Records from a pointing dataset
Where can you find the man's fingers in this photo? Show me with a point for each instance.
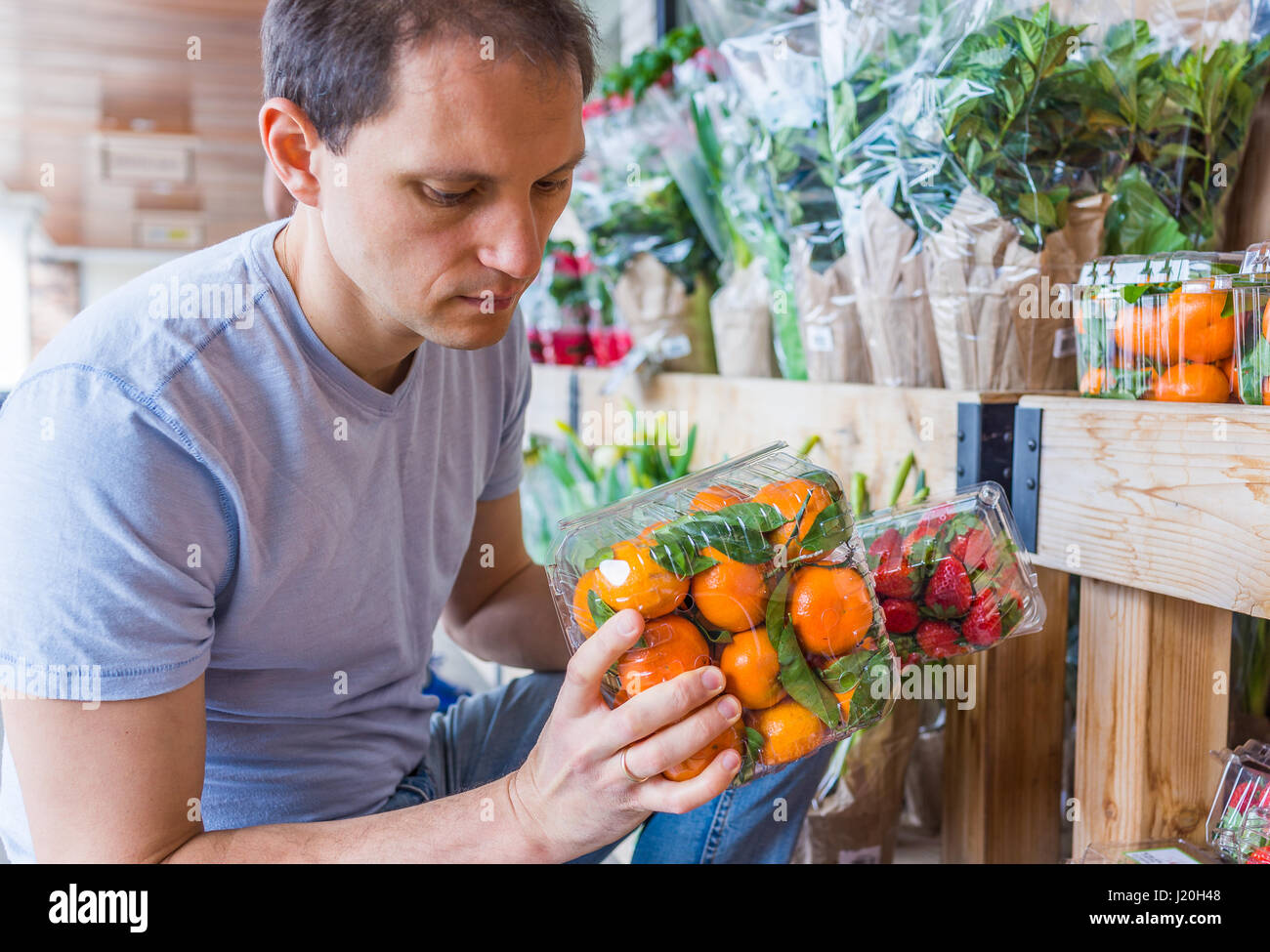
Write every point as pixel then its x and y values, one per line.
pixel 672 745
pixel 597 655
pixel 668 702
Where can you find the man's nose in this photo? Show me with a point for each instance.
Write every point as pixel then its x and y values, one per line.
pixel 513 245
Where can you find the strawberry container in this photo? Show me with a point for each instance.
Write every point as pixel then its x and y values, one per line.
pixel 952 575
pixel 1159 326
pixel 752 565
pixel 1239 824
pixel 1251 363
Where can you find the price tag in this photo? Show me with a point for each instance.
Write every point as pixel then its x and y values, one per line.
pixel 1168 855
pixel 677 346
pixel 1065 342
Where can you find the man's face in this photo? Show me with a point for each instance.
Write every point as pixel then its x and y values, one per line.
pixel 443 207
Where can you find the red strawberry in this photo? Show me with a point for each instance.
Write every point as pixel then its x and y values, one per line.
pixel 894 580
pixel 915 536
pixel 982 627
pixel 973 547
pixel 938 639
pixel 949 592
pixel 901 616
pixel 892 575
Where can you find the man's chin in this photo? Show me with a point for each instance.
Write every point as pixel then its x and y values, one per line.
pixel 464 330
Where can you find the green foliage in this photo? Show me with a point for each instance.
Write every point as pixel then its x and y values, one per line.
pixel 571 477
pixel 1168 131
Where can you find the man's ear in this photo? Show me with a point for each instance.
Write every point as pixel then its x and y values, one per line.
pixel 290 141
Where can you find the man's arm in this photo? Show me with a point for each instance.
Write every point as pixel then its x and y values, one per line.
pixel 500 607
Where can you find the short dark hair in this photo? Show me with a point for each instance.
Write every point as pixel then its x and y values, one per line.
pixel 337 59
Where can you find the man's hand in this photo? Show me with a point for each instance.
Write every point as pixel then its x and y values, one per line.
pixel 572 791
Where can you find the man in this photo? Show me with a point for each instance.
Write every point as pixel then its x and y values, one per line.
pixel 246 519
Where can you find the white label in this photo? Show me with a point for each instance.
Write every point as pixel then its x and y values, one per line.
pixel 674 347
pixel 820 338
pixel 1065 342
pixel 1168 855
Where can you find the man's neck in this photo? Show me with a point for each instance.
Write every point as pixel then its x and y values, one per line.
pixel 335 309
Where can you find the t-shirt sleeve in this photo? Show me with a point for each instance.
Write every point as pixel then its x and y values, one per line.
pixel 114 541
pixel 506 477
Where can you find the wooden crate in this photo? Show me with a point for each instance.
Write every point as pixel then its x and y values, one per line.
pixel 1164 509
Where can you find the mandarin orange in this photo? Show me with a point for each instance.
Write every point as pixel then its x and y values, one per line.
pixel 752 669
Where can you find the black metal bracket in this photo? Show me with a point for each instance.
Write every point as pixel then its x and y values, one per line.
pixel 985 444
pixel 1025 493
pixel 667 17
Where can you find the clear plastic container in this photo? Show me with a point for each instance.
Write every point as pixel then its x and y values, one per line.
pixel 952 575
pixel 1159 326
pixel 1239 824
pixel 752 565
pixel 1251 363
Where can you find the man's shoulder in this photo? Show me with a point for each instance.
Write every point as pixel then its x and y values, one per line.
pixel 148 329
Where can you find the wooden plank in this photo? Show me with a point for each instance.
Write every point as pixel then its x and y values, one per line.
pixel 1003 757
pixel 1151 706
pixel 1169 498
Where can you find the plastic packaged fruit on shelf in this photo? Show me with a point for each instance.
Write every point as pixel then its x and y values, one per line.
pixel 1239 824
pixel 952 575
pixel 752 565
pixel 1160 326
pixel 1249 368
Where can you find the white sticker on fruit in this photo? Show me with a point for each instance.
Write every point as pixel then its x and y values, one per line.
pixel 820 337
pixel 1168 855
pixel 614 571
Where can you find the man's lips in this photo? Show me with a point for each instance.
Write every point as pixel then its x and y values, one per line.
pixel 498 301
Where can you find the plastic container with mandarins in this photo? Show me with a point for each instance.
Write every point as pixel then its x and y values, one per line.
pixel 752 565
pixel 1164 326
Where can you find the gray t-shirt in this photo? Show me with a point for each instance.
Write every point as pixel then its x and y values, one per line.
pixel 191 482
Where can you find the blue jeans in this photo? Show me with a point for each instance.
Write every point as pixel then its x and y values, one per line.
pixel 487 736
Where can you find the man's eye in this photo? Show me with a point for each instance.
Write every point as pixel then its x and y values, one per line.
pixel 444 198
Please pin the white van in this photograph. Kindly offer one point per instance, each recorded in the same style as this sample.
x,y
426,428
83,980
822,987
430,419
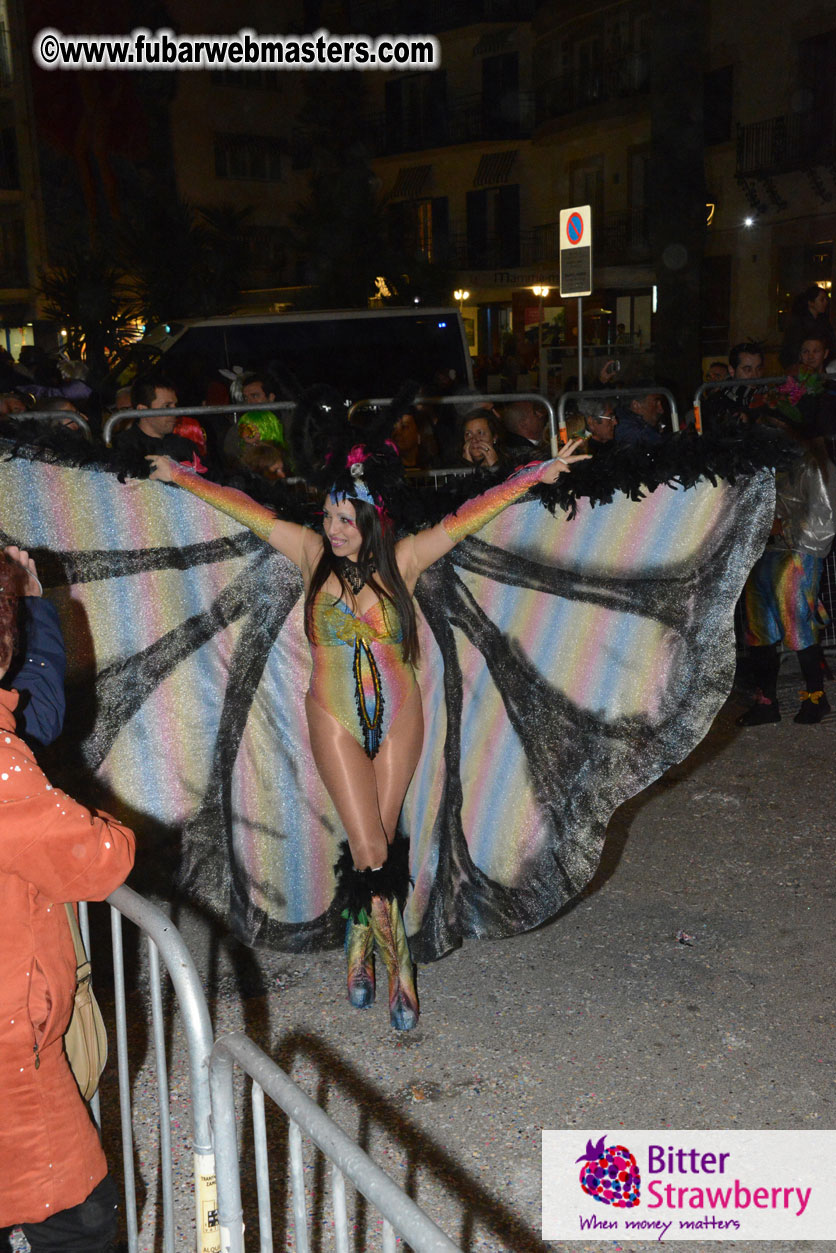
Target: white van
x,y
360,352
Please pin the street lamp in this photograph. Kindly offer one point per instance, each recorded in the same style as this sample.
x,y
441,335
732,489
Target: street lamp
x,y
540,292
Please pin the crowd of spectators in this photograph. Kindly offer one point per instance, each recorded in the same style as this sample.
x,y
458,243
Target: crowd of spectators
x,y
469,432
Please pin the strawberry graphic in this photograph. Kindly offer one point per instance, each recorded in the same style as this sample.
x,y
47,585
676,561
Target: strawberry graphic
x,y
611,1174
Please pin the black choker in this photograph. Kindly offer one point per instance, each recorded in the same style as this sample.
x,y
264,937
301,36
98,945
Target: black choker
x,y
355,575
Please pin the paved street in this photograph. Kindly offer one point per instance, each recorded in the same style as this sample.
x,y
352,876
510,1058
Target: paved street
x,y
600,1020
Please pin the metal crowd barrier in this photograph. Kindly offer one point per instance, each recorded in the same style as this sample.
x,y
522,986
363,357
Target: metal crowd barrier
x,y
476,397
217,1198
347,1160
133,415
164,939
618,394
723,384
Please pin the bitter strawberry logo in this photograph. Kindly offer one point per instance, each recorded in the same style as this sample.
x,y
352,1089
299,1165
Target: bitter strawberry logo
x,y
611,1174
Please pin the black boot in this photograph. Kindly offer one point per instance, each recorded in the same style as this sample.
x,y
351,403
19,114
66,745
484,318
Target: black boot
x,y
763,668
354,892
814,702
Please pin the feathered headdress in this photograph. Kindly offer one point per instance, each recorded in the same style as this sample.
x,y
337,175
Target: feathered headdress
x,y
352,457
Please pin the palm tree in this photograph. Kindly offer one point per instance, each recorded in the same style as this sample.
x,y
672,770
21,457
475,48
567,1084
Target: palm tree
x,y
184,261
89,297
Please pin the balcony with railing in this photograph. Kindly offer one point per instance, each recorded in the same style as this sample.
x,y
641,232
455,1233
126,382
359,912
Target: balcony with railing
x,y
582,88
781,145
493,252
434,15
471,118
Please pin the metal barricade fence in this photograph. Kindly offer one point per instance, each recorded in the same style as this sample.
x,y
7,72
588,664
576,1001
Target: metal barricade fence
x,y
217,1204
164,939
614,395
557,425
347,1160
740,385
134,415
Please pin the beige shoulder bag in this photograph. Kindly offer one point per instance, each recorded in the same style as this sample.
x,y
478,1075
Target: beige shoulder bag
x,y
85,1040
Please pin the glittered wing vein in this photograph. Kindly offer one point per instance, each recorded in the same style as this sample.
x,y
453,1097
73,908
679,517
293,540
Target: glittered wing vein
x,y
213,867
580,759
123,687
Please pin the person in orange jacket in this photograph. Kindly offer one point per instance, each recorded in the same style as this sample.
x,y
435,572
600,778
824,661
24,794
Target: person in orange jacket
x,y
54,1178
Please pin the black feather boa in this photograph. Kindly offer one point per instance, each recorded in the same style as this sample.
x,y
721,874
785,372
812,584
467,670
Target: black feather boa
x,y
356,887
633,470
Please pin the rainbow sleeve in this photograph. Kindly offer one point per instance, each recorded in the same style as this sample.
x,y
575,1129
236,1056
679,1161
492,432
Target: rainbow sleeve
x,y
237,504
473,515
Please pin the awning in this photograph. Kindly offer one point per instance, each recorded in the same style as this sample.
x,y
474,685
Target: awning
x,y
495,168
412,183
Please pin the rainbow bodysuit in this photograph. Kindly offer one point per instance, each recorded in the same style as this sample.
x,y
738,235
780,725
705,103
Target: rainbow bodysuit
x,y
359,674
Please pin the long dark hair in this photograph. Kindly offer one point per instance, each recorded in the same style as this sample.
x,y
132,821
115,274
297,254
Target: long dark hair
x,y
377,546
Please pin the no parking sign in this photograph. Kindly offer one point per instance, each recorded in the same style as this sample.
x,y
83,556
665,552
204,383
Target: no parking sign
x,y
575,251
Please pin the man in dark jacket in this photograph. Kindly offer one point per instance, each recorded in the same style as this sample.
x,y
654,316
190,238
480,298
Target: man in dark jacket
x,y
638,420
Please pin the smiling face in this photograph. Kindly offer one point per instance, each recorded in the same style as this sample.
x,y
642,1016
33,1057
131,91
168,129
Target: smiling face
x,y
340,526
479,441
159,424
812,355
750,366
819,303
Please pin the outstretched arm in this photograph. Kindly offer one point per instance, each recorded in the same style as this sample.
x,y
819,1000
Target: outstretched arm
x,y
429,545
290,539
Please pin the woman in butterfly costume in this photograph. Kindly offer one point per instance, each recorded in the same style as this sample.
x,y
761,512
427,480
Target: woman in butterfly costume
x,y
364,704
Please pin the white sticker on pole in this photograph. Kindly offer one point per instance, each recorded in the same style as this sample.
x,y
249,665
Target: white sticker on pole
x,y
575,251
206,1198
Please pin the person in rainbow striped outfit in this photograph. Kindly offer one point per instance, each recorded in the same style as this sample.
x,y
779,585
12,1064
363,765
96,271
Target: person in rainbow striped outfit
x,y
364,704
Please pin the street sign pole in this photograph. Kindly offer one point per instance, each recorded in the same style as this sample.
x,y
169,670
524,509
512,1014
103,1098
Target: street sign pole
x,y
575,267
580,343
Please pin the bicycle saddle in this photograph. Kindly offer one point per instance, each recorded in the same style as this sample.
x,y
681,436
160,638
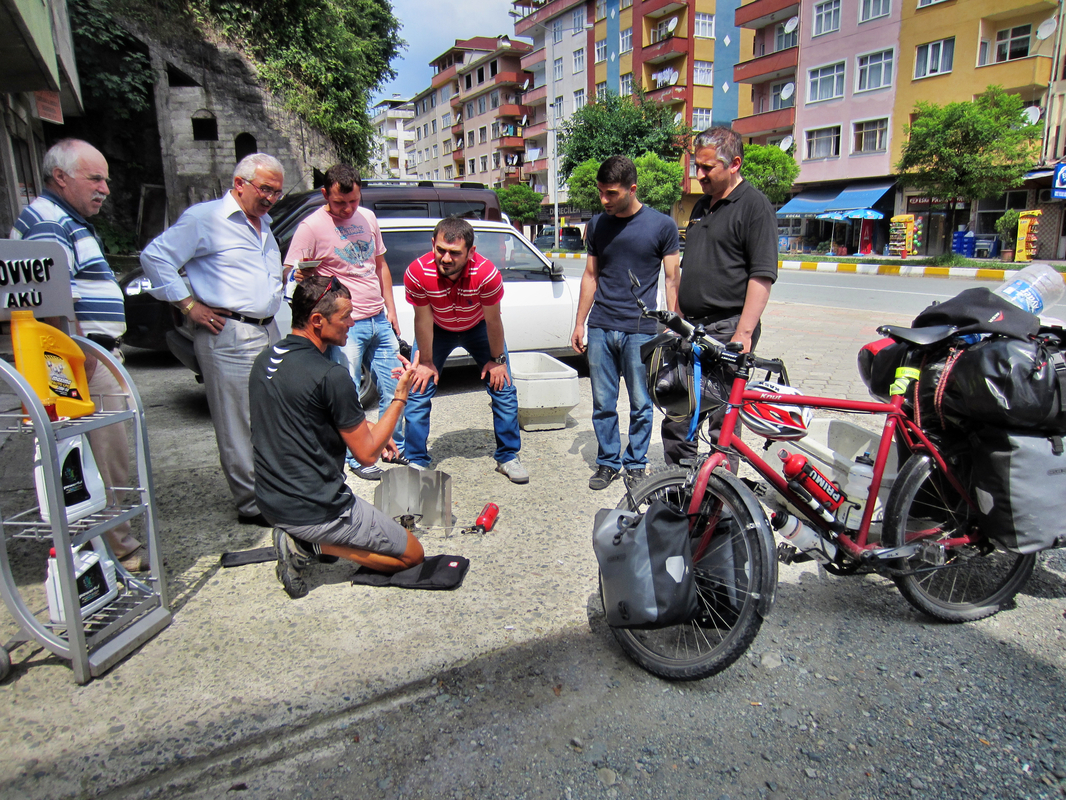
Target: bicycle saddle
x,y
919,336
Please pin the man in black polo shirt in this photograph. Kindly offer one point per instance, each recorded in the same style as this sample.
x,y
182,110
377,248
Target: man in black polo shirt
x,y
730,260
305,416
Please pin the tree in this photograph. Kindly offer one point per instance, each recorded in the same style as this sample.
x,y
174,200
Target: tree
x,y
658,184
968,150
520,203
620,126
770,170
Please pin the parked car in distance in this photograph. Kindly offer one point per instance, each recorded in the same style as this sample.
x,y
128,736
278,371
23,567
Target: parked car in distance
x,y
569,238
538,306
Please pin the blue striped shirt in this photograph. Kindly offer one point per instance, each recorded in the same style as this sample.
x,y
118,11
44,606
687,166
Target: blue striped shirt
x,y
97,298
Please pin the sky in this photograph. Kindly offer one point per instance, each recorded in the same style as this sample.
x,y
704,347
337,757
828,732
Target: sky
x,y
431,27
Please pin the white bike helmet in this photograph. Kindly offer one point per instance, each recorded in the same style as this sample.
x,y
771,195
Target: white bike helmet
x,y
774,419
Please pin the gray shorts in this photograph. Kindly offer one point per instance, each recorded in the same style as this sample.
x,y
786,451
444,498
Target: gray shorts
x,y
361,526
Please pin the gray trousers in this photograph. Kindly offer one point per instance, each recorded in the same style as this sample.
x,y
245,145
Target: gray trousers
x,y
226,363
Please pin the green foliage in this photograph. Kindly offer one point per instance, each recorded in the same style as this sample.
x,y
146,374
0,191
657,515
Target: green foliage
x,y
520,203
581,186
658,181
620,126
658,184
974,150
770,170
114,74
1006,226
325,57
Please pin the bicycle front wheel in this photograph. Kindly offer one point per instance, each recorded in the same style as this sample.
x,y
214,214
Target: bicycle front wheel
x,y
973,582
729,577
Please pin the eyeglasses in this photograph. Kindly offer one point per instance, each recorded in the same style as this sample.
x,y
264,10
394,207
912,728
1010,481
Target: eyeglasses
x,y
333,286
265,191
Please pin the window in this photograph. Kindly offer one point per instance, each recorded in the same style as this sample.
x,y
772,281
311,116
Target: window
x,y
776,101
873,9
875,70
703,73
826,17
934,58
782,40
823,142
1013,43
826,82
871,137
704,26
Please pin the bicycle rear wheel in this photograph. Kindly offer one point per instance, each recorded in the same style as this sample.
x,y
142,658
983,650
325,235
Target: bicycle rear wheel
x,y
974,581
729,577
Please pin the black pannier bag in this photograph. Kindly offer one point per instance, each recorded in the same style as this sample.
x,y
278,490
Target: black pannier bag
x,y
1019,486
645,565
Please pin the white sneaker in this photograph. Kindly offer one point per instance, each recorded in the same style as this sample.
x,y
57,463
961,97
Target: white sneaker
x,y
514,469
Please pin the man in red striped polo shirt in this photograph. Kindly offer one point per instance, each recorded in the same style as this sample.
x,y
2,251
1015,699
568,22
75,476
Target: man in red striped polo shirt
x,y
456,296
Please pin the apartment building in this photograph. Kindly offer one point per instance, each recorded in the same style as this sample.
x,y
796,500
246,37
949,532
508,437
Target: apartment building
x,y
388,157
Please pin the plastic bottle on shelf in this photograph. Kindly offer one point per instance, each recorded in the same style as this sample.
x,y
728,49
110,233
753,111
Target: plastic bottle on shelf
x,y
51,363
1034,288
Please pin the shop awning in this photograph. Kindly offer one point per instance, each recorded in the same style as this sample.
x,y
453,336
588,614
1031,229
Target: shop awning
x,y
808,204
859,195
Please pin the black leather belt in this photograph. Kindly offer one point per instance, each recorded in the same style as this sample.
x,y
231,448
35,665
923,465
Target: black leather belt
x,y
251,320
108,342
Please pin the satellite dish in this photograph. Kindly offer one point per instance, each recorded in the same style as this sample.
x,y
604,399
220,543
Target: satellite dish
x,y
1046,28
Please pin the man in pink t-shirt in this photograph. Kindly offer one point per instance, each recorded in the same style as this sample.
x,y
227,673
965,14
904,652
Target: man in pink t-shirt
x,y
348,241
456,297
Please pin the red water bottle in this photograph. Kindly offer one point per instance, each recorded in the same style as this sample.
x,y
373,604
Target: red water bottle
x,y
486,520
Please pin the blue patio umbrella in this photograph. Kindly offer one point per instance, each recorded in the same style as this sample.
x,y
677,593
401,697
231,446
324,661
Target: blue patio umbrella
x,y
863,213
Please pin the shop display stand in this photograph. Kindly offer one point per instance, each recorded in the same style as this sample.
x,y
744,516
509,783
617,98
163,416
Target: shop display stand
x,y
92,643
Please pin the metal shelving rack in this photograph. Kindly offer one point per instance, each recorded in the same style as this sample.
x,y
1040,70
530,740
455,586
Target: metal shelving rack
x,y
93,643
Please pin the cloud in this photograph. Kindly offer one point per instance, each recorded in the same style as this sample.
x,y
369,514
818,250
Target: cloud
x,y
432,28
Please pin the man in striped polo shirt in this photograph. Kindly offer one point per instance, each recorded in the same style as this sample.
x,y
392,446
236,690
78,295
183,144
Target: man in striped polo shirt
x,y
456,297
76,186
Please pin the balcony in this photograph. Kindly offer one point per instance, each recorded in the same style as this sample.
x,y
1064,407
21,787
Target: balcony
x,y
442,77
762,13
667,95
780,121
668,48
530,60
772,66
1023,76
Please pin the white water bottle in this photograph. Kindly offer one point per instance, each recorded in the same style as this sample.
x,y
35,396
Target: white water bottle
x,y
805,540
1034,288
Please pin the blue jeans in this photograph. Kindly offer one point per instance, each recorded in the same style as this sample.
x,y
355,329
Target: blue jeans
x,y
504,401
613,354
374,336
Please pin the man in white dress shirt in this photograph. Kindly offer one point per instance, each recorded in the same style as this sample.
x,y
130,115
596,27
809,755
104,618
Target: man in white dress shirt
x,y
233,266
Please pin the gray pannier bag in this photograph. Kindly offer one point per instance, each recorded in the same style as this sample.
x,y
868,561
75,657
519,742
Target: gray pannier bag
x,y
1019,486
645,563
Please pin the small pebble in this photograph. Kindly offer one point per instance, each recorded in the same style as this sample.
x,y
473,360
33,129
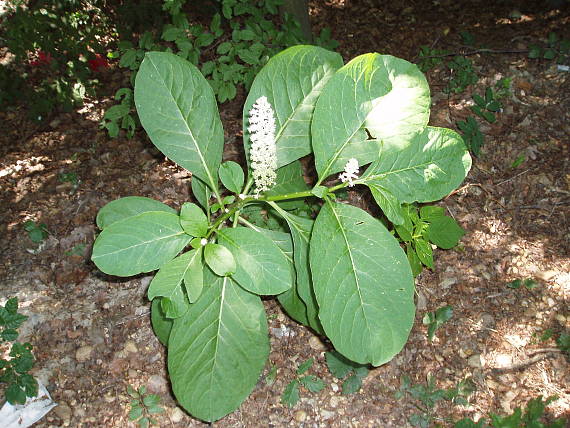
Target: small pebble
x,y
300,416
316,344
83,353
131,346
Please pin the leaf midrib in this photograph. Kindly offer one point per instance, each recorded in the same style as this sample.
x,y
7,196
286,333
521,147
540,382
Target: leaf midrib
x,y
190,133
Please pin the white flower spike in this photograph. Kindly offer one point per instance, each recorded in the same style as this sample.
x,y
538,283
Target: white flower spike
x,y
350,172
262,153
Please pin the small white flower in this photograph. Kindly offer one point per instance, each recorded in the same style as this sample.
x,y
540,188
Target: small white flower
x,y
262,152
350,172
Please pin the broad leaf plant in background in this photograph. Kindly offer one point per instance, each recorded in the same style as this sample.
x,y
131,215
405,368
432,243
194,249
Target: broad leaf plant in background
x,y
342,272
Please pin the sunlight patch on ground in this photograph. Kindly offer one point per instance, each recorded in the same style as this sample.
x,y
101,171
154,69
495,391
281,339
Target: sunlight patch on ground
x,y
29,165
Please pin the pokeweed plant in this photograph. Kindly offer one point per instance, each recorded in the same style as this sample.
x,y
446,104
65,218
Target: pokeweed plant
x,y
342,273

- **WORK REQUIRED**
Reproduce the records word for word, starting at their first line and stopping after the line that contains "pixel 513 245". Leave the pictures out of your answer.

- **RESULT**
Where can you find the man's fingers in this photo? Show me with a point for each instance.
Write every point as pixel then its x and y values, one per line.
pixel 672 745
pixel 597 655
pixel 668 702
Where can you find the man's nose in this photo? Show me with a point for each instance.
Write every point as pixel then its x and y values, one per line.
pixel 513 245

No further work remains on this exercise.